* BEGIN Text block *

Category Archives: Beaufort

Beaufort

Steve Berry. The Jefferson Key. New York: Ballatine Books, 2011.

You could say that it was all started by that fiery man from the Carolinas, Andrew Jackson.  After the Commonwealth, a secret society of privateers, sent an agent to assassinate Jackson, he took revenge on the group by hiding their letter of marque and expunging any record of it from Congressional documents.  Jackson then taunted the group by sending them the information they need to regain the letter–in code.   The code was created by another president, Thomas Jefferson, who thought it to be the perfect code.

* END Text block *
* BEGIN Recorded data *

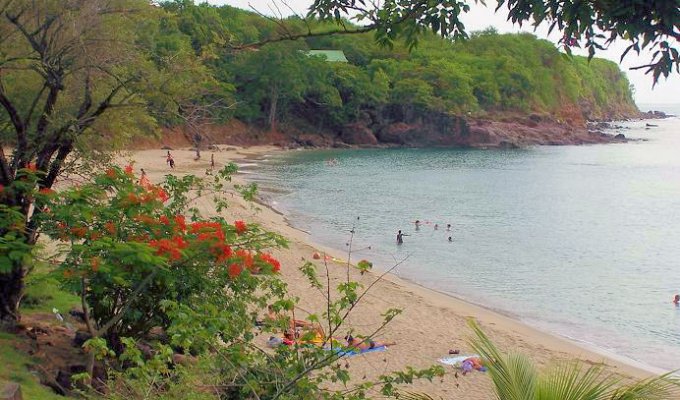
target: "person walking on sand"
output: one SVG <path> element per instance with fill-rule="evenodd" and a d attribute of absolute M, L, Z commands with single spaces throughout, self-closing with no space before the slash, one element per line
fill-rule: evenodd
<path fill-rule="evenodd" d="M 397 244 L 404 244 L 404 236 L 408 236 L 405 233 L 401 233 L 401 231 L 397 232 Z"/>
<path fill-rule="evenodd" d="M 170 154 L 170 150 L 168 150 L 168 156 L 165 159 L 165 162 L 170 165 L 170 169 L 175 169 L 175 160 L 172 158 L 172 154 Z"/>

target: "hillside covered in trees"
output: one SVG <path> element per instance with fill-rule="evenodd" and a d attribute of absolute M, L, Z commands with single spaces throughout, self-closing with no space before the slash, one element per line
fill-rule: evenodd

* END Recorded data *

■ Short problem A
Output the passage of the text on The Jefferson Key starting at "Category Archives: Beaufort" and ending at "the perfect code.".
■ Short problem B
According to the text on The Jefferson Key, who created the code that Andrew Jackson used?
■ Short problem C
Summarize the text on The Jefferson Key in two sentences.
The records come from a separate source.

■ Correct answer A
Category Archives: Beaufort

Beaufort

Steve Berry. The Jefferson Key. New York: Ballatine Books, 2011.

You could say that it was all started by that fiery man from the Carolinas, Andrew Jackson.  After the Commonwealth, a secret society of privateers, sent an agent to assassinate Jackson, he took revenge on the group by hiding their letter of marque and expunging any record of it from Congressional documents.  Jackson then taunted the group by sending them the information they need to regain the letter–in code.   The code was created by another president, Thomas Jefferson, who thought it to be the perfect code.

■ Correct answer B
Thomas Jefferson

■ Correct answer C
After the Commonwealth, a secret society of privateers, sent an agent to assassinate Andrew Jackson, he hid the group's letter of marque and expunged any record of it from Congressional documents. Jackson then taunted the group by sending them the information they needed to regain the letter in a code created by Thomas Jefferson, who thought it the perfect code.